Some records
----------------------------------------

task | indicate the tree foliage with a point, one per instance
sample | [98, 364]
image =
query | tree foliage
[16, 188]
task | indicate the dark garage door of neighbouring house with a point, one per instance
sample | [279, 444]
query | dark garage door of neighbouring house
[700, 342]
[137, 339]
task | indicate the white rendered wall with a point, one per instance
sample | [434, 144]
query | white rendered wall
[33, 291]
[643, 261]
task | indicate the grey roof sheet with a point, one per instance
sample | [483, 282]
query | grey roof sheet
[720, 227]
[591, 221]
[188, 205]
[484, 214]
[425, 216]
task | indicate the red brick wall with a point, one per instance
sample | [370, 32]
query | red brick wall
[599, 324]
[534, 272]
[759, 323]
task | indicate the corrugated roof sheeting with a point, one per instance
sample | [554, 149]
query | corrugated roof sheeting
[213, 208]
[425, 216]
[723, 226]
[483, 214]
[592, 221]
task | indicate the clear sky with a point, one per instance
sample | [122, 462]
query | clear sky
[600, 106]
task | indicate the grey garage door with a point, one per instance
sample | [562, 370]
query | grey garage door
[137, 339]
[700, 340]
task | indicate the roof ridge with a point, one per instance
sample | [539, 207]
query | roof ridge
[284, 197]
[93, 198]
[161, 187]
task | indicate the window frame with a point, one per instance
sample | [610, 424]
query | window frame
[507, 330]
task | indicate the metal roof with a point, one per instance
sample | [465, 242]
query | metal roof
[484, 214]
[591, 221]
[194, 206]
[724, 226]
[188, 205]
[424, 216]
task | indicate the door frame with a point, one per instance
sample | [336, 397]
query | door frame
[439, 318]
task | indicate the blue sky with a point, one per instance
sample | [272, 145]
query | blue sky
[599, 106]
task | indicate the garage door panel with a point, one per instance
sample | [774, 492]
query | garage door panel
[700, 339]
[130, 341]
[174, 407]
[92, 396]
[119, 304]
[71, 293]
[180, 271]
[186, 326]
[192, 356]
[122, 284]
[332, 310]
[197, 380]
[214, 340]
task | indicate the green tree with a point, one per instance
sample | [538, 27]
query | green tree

----------------------------------------

REQUIREMENT = Render every line of the listing above as a JSON list of strings, one string per line, and leave out any blank lines.

RESULT FOR THIS EXERCISE =
[
  "task | indicate the tree foliage with a point, one per instance",
  "sample | [98, 364]",
  "image =",
  "query | tree foliage",
  "[16, 188]",
  "task | indicate the dark garage door of neighbouring house with a point, one per instance",
  "sample | [279, 444]",
  "query | dark garage door of neighbouring house",
  "[700, 342]",
  "[137, 339]",
  "task | indicate the white rendered wall with a point, one per instance",
  "sample | [434, 144]",
  "query | white rendered wall",
  "[33, 291]",
  "[643, 261]",
  "task | indicate the grey roof sheet with a point, one per instance",
  "sample | [483, 282]",
  "query | grey roof sheet",
  "[720, 227]",
  "[591, 221]",
  "[188, 205]",
  "[484, 214]",
  "[425, 216]",
  "task | indicate the red brick wall with a point, one per instance",
  "sample | [370, 32]",
  "query | red brick wall",
  "[599, 324]",
  "[534, 272]",
  "[759, 323]",
  "task | indicate the corrugated roof sheeting with a point, one per instance",
  "sample | [554, 149]",
  "query | corrugated roof sheeting",
  "[213, 208]",
  "[425, 216]",
  "[723, 226]",
  "[483, 214]",
  "[592, 221]",
  "task | indicate the clear sky with a point, one per instance",
  "sample | [122, 462]",
  "query | clear sky",
  "[600, 106]",
  "task | indicate the grey garage door with a point, one per instance",
  "sample | [562, 370]",
  "query | grey garage door",
  "[137, 339]",
  "[700, 340]",
  "task | indicate the roof ridge with a point, one per instance",
  "sample | [539, 207]",
  "query | roof ridge",
  "[284, 197]",
  "[93, 198]",
  "[161, 187]",
  "task | indicate the window frame with a point, one per instance",
  "sample | [610, 424]",
  "query | window frame",
  "[507, 330]",
  "task | indicate the metal roof with a point, one per instance",
  "sample | [465, 242]",
  "query | metal roof",
  "[484, 214]",
  "[591, 221]",
  "[194, 206]",
  "[724, 226]",
  "[188, 205]",
  "[424, 216]",
  "task | indicate the door frame with a point, one per instance",
  "sample | [336, 397]",
  "query | door frame",
  "[439, 318]",
  "task | indicate the blue sky with a point, one per instance",
  "sample | [272, 145]",
  "query | blue sky",
  "[599, 106]",
  "task | indicate the garage door panel with a point, one per instance",
  "sample | [774, 492]",
  "query | garage door panel",
  "[700, 339]",
  "[130, 341]",
  "[174, 407]",
  "[92, 396]",
  "[119, 304]",
  "[71, 293]",
  "[180, 271]",
  "[186, 326]",
  "[192, 356]",
  "[122, 284]",
  "[332, 310]",
  "[197, 380]",
  "[214, 340]",
  "task | indicate the green tree with a point, one per instance",
  "sample | [538, 27]",
  "query | green tree"
]